---------- Available data ----------

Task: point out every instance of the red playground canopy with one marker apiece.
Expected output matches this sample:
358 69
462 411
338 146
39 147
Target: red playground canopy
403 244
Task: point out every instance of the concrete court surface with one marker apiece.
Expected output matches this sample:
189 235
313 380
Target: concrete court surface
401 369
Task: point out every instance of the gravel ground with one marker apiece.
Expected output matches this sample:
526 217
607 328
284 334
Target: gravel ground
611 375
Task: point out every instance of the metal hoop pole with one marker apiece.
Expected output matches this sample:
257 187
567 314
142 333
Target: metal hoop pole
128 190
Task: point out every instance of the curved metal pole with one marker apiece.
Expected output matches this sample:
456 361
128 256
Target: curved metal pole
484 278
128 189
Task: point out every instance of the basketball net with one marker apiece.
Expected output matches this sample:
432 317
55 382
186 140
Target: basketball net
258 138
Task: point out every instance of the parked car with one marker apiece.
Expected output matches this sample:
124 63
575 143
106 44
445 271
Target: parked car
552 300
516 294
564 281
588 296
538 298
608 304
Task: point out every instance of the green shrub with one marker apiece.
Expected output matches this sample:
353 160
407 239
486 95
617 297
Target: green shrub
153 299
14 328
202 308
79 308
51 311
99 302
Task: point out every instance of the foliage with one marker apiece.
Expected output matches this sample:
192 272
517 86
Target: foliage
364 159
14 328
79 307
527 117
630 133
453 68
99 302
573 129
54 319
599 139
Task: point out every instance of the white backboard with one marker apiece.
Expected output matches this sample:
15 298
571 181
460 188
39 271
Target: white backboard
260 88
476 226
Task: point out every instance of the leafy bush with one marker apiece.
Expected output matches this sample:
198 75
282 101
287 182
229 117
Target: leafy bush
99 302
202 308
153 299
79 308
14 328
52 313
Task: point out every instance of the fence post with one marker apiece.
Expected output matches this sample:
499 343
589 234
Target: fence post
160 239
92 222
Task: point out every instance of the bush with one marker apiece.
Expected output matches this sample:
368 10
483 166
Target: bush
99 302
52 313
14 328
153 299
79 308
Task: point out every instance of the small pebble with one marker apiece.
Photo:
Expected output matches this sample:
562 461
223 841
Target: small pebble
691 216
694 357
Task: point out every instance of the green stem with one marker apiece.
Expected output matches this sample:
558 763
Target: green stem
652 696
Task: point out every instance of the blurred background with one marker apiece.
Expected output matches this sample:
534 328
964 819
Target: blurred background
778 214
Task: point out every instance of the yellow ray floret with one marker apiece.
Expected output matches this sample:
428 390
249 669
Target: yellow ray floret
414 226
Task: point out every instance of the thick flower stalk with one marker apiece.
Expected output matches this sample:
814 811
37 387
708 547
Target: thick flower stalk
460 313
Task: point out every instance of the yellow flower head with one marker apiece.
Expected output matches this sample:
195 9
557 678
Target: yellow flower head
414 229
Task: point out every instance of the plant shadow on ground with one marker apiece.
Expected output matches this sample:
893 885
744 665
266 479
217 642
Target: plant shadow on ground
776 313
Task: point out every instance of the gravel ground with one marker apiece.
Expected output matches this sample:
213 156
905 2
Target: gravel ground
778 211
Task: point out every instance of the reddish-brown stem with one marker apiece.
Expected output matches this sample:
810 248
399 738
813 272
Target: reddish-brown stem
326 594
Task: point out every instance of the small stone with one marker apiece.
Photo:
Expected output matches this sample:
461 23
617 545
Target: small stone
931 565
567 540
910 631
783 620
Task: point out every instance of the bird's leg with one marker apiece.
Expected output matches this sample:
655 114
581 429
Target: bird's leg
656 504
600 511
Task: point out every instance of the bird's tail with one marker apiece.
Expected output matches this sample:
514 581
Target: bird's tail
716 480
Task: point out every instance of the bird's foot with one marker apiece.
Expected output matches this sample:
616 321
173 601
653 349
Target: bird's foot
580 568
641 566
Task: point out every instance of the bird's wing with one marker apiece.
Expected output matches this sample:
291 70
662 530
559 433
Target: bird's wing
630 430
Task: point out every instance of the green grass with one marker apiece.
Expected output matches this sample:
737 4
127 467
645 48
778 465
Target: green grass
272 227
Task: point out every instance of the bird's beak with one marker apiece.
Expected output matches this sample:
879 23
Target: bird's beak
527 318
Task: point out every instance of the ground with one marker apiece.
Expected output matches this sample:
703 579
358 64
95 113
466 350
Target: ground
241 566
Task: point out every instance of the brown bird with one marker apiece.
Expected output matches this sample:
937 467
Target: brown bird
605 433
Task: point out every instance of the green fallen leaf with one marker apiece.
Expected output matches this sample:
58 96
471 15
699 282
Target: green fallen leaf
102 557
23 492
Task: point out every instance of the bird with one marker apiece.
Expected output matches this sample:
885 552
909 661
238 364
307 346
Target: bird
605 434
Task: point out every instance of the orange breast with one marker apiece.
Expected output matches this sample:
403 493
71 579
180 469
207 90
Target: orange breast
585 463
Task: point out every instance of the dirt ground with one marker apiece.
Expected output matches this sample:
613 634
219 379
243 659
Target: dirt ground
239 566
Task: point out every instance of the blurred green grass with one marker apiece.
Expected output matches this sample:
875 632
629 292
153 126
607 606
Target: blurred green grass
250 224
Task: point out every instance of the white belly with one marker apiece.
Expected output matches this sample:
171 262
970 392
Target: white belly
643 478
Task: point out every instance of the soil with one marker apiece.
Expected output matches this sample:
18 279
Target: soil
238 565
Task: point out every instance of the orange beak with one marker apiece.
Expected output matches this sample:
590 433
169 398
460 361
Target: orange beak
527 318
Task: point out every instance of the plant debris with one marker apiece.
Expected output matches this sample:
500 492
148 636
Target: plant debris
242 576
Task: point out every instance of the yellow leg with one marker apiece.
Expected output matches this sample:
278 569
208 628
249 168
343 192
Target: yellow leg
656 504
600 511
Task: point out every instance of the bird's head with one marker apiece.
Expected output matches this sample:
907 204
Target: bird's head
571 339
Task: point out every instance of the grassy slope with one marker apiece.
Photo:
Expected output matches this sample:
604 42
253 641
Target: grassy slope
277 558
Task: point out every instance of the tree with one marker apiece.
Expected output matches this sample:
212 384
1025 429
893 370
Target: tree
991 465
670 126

----------

What to produce
Please give back all of the records exactly as written.

Output of the task
Task: point out every instance of the red playground canopy with one marker apiece.
Expected output matches this sample:
358 69
462 411
338 146
39 147
Target: red playground canopy
403 244
Task: point out every instance of the concrete court surface with one marker apiece.
Expected output matches this sample:
189 235
313 380
Target: concrete court surface
401 369
Task: point out every instance of the gravel ground with one marker apiece.
Expected output matches this sample:
526 217
607 328
284 334
Target: gravel ground
611 375
Task: point out every instance of the metal hoop pole with one marker apiece.
Expected output matches this sample:
257 187
567 314
142 333
Target: metal hoop pole
128 190
Task: point out every instance of the curved metal pole with one marker apiece.
Expected output matches this sample:
456 361
128 256
Target: curved metal pole
484 278
128 189
Task: point out every instance of the basketball net with one marker apiece.
Expected output matches this sample:
432 317
55 382
186 140
Target: basketball net
258 138
Task: point out every instance of the parked car with one marker apiece.
Expected output matches this sample:
124 63
575 143
106 44
445 271
Target: parked car
552 300
516 294
564 281
588 296
538 298
608 304
Task: point out every instance of the green shrub with one marker apiece.
Expected output matches this sample:
353 160
407 239
486 95
617 297
Target: green shrub
153 299
14 328
202 308
79 308
51 311
99 302
Task: point out every instance of the foliage with one marker apiece.
Expected output matches this sample:
192 272
517 86
Target: foliage
364 159
14 328
79 307
527 117
630 133
453 68
99 302
573 129
54 319
599 139
Task: point out every instance of the white backboard with one marker apiece.
Expected output matches this sample:
15 298
571 181
460 188
39 271
Target: white backboard
260 88
476 226
Task: point out every instance of the leafy bush with one marker apiece.
Expected output matches this sample:
198 75
282 101
287 182
229 117
Target: leafy bush
99 302
202 308
153 299
79 308
14 328
52 313
Task: point out every instance of the fence post with one marker apiece.
Expected output matches this sample:
499 343
589 234
Target: fence post
160 239
92 222
Task: point out every instance of the bush with one marker apiece.
Expected output matches this sample:
368 10
483 166
Target: bush
99 302
52 313
14 328
153 299
79 308
Task: point out every instance of the small pebble with one marker apiece.
Photo:
Expected output matches this sample:
562 461
223 841
Target: small pebble
691 216
694 357
Task: point out every instance of the green stem with one marker apiece.
Expected output matches this sample:
558 763
Target: green stem
652 696
Task: point out every instance of the blurred background with one marker apiece.
Expected output matches this sample:
534 328
964 819
Target: blurred background
778 214
Task: point out every instance of the yellow ray floret with one marker apiece.
Expected output matches this sample:
428 390
249 669
Target: yellow ray floret
414 226
Task: point out every instance of the thick flower stalk with one marker apiece.
Expected output matches this sample:
814 811
37 387
708 547
Target: thick flower stalk
460 313
Task: point out every instance of the yellow flower head with one marker apiece.
Expected output matches this sample:
195 9
557 678
Target: yellow flower head
414 229
Task: point out every instance of the plant shadow on ground with one marker apiece.
Expected output matches this sample:
893 885
744 665
266 479
217 642
Target: plant shadow on ground
776 313
Task: point out every instance of the gravel ground with one marker apiece.
Expected output matches this sample:
213 156
905 2
Target: gravel ground
778 211
Task: point out every instance of the reddish-brown stem with one marker apiece.
Expected output matches this sample:
810 248
399 738
813 272
Target: reddish-brown stem
326 594
Task: point out every instance of the small stone with one marker apiece.
Photo:
Expected output matches this sample:
461 23
617 545
Target: small stone
931 565
567 540
910 631
783 620
Task: point out every instance of the bird's leg with one marker apiece.
Expected output matches this sample:
655 114
581 429
Target: bird's leg
656 504
600 511
Task: point out every instance of the bird's tail with one marker apiece.
Expected output matches this sample:
514 581
Target: bird's tail
716 480
Task: point out every instance of the bird's foot with one marker apiece.
Expected output matches this sample:
616 321
173 601
653 349
Target: bird's foot
580 568
641 566
Task: point out every instance of the bird's wing with one marker apiece.
Expected output matches this sample:
291 70
662 530
559 433
Target: bird's wing
630 430
Task: point out every instance of the green grass with one marker apiece.
Expected output matches this sample:
737 4
127 467
645 48
778 465
Target: green grass
272 227
Task: point out every instance of the bird's beak with one marker apiece.
Expected output matches this sample:
879 23
Target: bird's beak
527 318
Task: point out every instance of the ground with one marker apiece.
Expected output matches this sample:
703 579
358 64
95 113
466 350
Target: ground
241 566
Task: point out every instance of the brown bird with one marker apiece.
Expected output matches this sample:
937 467
Target: brown bird
605 433
Task: point out every instance of the green fallen leaf with one marker apiece.
Expected output matches this sample:
58 96
471 15
699 282
Target: green fallen leaf
102 557
23 492
Task: point out every instance of the bird with one marker apiece.
Expected output matches this sample:
885 552
909 661
238 364
307 346
Target: bird
605 434
Task: point out every instance of the orange breast with one marker apiece.
Expected output matches this sample:
403 493
71 579
180 469
207 90
Target: orange breast
585 463
Task: point out every instance of the dirt ground with one marker apiece.
Expected output matches this sample:
613 634
219 379
243 659
Target: dirt ground
239 566
Task: point out every instance of the blurred green grass with one marker apiece.
Expected output matches this sample:
875 632
629 292
153 126
607 606
Target: blurred green grass
250 224
Task: point out every instance of the white belly with one marker apiece.
Expected output matches this sample:
171 262
970 392
Target: white belly
643 478
Task: point out every instance of the soil with one marker apiece.
Expected output matches this sample:
18 279
Target: soil
238 565
Task: point out every instance of the orange beak with one marker apiece.
Expected output matches this sample:
590 433
169 398
460 361
Target: orange beak
527 318
Task: point out every instance of the plant debris with one marker apiece.
Expected output matches this sample:
500 492
148 636
Target: plant debris
242 576
Task: point out every instance of the yellow leg with one marker apiece.
Expected output matches this sample:
278 569
208 628
249 168
343 192
Target: yellow leg
656 504
600 511
Task: point out every instance of the bird's head with one marker apiece.
Expected output matches this sample:
907 204
Target: bird's head
571 339
Task: point out every instance of the grassy slope with one marker apiece.
Photo:
Expected output matches this sample:
604 42
253 641
Target: grassy slope
277 558
Task: point out every instance of the tree with one marker apiece.
Expected output matches this sample:
212 384
1025 429
893 370
Target: tree
991 465
670 126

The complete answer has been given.